#### Task to complete:
Copy out the stretch of the listing from the line containing "locate green lawn -- one point per instance" through the end of the listing, request lines included. Scale every point coordinate by 2.15 and round each to a whole number, with halves rounding up.

#### The input:
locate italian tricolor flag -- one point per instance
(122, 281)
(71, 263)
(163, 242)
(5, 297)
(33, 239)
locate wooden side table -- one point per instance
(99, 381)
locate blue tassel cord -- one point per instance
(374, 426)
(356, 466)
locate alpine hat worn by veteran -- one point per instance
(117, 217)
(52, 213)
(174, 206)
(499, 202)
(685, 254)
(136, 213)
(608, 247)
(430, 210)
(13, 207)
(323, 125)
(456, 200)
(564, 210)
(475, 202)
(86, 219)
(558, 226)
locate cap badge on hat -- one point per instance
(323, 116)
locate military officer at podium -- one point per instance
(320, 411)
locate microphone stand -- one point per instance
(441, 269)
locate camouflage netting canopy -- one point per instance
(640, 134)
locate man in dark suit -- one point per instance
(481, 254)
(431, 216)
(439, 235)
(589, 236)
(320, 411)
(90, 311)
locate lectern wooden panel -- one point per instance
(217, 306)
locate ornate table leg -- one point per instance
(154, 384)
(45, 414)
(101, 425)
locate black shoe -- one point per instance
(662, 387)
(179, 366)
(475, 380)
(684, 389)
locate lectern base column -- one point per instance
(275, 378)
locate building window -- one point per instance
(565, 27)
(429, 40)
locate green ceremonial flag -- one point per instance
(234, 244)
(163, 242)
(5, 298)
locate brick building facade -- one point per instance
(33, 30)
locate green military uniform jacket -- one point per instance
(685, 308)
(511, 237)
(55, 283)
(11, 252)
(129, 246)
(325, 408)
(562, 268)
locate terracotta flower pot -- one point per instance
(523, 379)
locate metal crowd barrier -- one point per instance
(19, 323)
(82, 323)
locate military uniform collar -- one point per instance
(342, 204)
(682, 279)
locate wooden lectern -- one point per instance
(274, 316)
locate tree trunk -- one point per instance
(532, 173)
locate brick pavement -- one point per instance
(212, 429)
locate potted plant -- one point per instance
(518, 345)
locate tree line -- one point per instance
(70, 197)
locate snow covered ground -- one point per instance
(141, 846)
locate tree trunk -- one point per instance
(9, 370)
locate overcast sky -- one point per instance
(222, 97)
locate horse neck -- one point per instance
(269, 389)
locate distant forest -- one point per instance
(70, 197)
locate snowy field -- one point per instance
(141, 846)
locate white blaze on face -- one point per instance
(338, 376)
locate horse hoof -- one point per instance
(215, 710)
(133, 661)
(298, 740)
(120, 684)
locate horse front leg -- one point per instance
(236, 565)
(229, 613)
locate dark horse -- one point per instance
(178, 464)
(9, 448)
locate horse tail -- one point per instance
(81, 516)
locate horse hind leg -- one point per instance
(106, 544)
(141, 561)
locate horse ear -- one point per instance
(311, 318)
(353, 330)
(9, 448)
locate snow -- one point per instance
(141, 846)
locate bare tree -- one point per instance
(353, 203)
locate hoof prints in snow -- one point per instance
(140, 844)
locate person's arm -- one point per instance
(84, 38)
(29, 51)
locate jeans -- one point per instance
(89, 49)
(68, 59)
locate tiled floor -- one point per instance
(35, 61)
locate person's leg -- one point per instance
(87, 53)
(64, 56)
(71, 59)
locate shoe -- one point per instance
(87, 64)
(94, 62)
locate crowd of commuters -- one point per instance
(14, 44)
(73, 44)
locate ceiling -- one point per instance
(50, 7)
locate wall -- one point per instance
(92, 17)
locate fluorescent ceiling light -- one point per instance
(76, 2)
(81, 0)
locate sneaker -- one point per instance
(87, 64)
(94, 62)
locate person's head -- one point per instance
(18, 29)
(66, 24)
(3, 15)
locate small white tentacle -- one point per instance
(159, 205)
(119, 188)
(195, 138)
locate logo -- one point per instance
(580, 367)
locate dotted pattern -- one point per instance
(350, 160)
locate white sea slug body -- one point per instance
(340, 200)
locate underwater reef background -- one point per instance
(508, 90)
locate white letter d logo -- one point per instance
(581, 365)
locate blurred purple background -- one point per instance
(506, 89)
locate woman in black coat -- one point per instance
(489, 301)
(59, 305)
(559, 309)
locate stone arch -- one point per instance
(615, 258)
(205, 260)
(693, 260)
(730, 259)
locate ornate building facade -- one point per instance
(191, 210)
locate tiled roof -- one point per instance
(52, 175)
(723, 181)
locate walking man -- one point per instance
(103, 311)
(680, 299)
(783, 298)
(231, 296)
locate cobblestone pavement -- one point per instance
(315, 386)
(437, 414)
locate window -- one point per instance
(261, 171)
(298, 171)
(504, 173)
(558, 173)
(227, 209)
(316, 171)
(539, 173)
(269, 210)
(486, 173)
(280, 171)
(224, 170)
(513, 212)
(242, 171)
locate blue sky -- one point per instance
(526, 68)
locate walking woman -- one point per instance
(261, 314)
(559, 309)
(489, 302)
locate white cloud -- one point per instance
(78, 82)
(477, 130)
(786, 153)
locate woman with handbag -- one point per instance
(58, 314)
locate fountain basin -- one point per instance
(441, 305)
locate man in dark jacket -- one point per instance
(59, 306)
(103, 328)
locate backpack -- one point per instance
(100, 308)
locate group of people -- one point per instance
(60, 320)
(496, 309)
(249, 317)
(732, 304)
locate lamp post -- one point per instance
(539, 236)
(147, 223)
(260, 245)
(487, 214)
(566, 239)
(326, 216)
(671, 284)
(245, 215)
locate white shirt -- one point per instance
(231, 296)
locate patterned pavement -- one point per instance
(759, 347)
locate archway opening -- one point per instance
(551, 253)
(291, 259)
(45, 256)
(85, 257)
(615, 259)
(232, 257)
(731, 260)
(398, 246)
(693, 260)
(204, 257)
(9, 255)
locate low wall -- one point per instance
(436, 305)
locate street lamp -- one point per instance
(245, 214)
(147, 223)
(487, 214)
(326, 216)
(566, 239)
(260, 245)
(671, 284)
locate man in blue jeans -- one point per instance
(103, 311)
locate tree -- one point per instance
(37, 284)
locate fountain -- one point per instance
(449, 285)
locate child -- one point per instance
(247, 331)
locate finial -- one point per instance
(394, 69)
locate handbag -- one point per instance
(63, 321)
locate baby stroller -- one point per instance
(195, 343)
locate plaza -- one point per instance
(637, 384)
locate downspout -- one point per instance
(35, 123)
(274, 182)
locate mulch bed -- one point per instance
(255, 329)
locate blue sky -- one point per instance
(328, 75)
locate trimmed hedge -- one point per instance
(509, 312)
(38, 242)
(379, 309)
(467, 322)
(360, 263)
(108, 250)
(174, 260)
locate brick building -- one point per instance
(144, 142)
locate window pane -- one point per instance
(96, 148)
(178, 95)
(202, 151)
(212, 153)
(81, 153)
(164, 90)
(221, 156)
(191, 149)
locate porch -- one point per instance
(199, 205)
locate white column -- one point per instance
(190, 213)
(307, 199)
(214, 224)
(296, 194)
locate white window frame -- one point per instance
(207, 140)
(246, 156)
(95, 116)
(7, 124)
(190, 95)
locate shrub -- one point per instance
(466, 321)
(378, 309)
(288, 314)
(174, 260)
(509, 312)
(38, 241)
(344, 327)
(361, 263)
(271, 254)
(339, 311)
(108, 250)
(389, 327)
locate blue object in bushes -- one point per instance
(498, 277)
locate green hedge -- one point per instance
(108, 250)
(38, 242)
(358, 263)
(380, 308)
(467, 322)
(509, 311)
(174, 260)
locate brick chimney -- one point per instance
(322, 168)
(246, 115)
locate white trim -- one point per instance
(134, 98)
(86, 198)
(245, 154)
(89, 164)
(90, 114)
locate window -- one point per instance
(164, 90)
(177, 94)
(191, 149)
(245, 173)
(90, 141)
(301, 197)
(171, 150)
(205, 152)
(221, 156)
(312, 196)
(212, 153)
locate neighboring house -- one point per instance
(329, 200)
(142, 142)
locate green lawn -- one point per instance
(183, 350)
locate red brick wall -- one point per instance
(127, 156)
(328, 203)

#### Answer to the problem:
locate green lawn -- one point per instance
(393, 753)
locate red brick wall -- one point per instance
(273, 335)
(705, 436)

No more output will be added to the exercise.